Point-per-instance localization data:
——————————
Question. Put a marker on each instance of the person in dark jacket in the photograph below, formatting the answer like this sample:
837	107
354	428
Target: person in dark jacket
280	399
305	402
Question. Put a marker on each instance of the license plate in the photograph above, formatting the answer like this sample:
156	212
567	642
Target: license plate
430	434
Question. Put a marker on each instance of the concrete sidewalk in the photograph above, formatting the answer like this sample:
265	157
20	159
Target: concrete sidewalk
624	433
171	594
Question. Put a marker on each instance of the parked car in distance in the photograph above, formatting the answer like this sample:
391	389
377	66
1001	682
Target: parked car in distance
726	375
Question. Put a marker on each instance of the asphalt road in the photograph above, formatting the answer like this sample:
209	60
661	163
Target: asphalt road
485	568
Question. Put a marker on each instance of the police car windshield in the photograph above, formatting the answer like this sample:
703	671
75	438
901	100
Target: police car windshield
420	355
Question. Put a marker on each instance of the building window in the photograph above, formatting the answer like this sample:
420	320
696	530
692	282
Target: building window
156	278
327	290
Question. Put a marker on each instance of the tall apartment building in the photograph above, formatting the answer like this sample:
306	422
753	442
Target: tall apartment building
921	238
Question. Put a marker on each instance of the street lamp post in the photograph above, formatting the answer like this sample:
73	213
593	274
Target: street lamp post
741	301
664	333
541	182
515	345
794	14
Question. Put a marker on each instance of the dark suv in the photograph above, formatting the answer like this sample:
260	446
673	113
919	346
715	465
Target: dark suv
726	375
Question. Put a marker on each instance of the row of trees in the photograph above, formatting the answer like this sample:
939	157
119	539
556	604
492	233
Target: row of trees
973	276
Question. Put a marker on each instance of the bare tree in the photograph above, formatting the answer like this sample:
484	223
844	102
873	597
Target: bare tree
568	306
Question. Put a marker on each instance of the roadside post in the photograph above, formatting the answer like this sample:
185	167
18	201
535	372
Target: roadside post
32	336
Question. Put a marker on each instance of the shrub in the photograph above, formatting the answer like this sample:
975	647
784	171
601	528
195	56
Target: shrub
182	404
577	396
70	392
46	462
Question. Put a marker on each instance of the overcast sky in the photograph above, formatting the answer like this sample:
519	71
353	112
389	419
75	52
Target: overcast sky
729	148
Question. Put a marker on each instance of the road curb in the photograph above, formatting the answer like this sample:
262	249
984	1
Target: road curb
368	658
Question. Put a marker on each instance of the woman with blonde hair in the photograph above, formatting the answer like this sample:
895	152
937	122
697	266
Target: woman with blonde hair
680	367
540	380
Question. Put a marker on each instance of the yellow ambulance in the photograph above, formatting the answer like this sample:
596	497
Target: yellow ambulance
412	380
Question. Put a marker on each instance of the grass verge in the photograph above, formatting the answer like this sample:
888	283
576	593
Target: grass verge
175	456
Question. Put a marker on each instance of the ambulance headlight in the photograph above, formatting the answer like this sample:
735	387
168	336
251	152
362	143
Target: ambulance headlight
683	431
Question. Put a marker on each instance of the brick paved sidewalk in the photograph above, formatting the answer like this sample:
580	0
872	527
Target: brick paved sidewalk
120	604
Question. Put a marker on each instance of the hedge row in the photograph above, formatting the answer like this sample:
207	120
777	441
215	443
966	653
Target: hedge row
——————————
Problem details:
Every line of the data above should be copied exactly.

Exercise answer:
Question. Put a marker on each instance of the person in dark jacket in the photograph below, formatting the answer like this sample:
837	107
354	428
Target: person in dark jacket
280	399
305	402
Question. Put a marker on each instance of the license plate in the photograph above, formatting the answer like this sample:
156	212
567	642
Target: license plate
430	434
Question. Put a marker on each instance of the concrete sidewalk in the photograph above, formatting the answer like this sample:
265	157
20	159
Target: concrete sidewalk
624	433
171	594
Question. Put a marker on each instance of the parked car in distance in the photograph above, formatting the answer like this sample:
391	389
377	66
1001	682
Target: parked car in distance
726	375
Question. Put a marker on each instance of the asphalt road in the photograph above, formatting the answer like this sample:
209	60
661	163
Target: asphalt road
485	568
Question. Put a marker on each instance of the police car windshield in the photograph above, formatting the answer like this sample:
703	671
75	438
901	100
Target: police car windshield
420	355
Question. Put a marker on each instance of the building window in the photograph above, formatting the answer like this sample:
420	320
696	530
692	282
Target: building window
156	278
327	290
Question. Put a marker on each instance of the tall apartment building in the photograph above, formatting the answer like this sample:
306	422
753	442
Target: tall apartment building
921	238
Question. Put a marker on each instance of the street lamp post in the photograph above, formatting the answer like this sample:
73	213
593	274
Target: street lamp post
741	301
664	333
541	182
515	345
794	14
Question. Put a marker on each instance of the dark suv in the photograph above, formatting the answer like this sample:
260	446
673	113
919	346
715	465
Target: dark suv
726	375
Question. Put a marker on each instance of the row of trees in the photograph above, formatting the answer like this sample:
939	157
119	539
556	604
492	233
Target: row of trees
973	276
Question. Put a marker on each instance of the bare tree in the photograph above, formatting the answer like this sample:
484	223
844	102
873	597
Target: bare tree
568	306
Question. Put a marker on each instance of the roadside post in the photograph above, formatting the answer like this sample:
185	167
18	201
535	372
Target: roadside post
32	336
Question. Put a marker on each instance of the shrub in the photograph above, formatting the answer like this sample:
975	647
784	171
601	528
195	56
Target: shrub
182	404
577	396
70	392
46	462
Question. Put a marker on each instance of the overcast sky in the photograph above, formatting the answer like this sample:
519	71
353	112
389	419
75	52
Target: overcast sky
729	148
Question. Put a marker on each instance of the road curb in the photograph above, formatting the answer like this sample:
262	249
984	1
Target: road curb
368	658
Question. Put a marker on each instance of the woman with blonde hair in the photograph above, formatting the answer like this sample:
895	152
937	122
697	266
Target: woman with blonde hair
680	367
540	380
Question. Put a marker on each instance of the yellow ambulance in the photograph above, formatting the answer like this sample:
596	497
Target: yellow ambulance
412	380
Question. Put a marker on each instance of the grass verge in the photograph above, formatting the answer like this sample:
888	283
576	593
Target: grass verge
175	456
Question. Put a marker on each instance of the ambulance headlight in the photograph above, formatting the answer like this sample:
735	387
168	336
251	152
362	143
Target: ambulance headlight
683	431
Question. Put a marker on each instance of the brick paved sidewalk in the photograph above, formatting the answer like this sample:
580	0
872	527
Target: brick paved sidewalk
120	604
Question. Put a marker on each instance of the hedge row in the photograph above, formatting the answer like this sample:
207	120
777	441
215	443
966	653
Target: hedge row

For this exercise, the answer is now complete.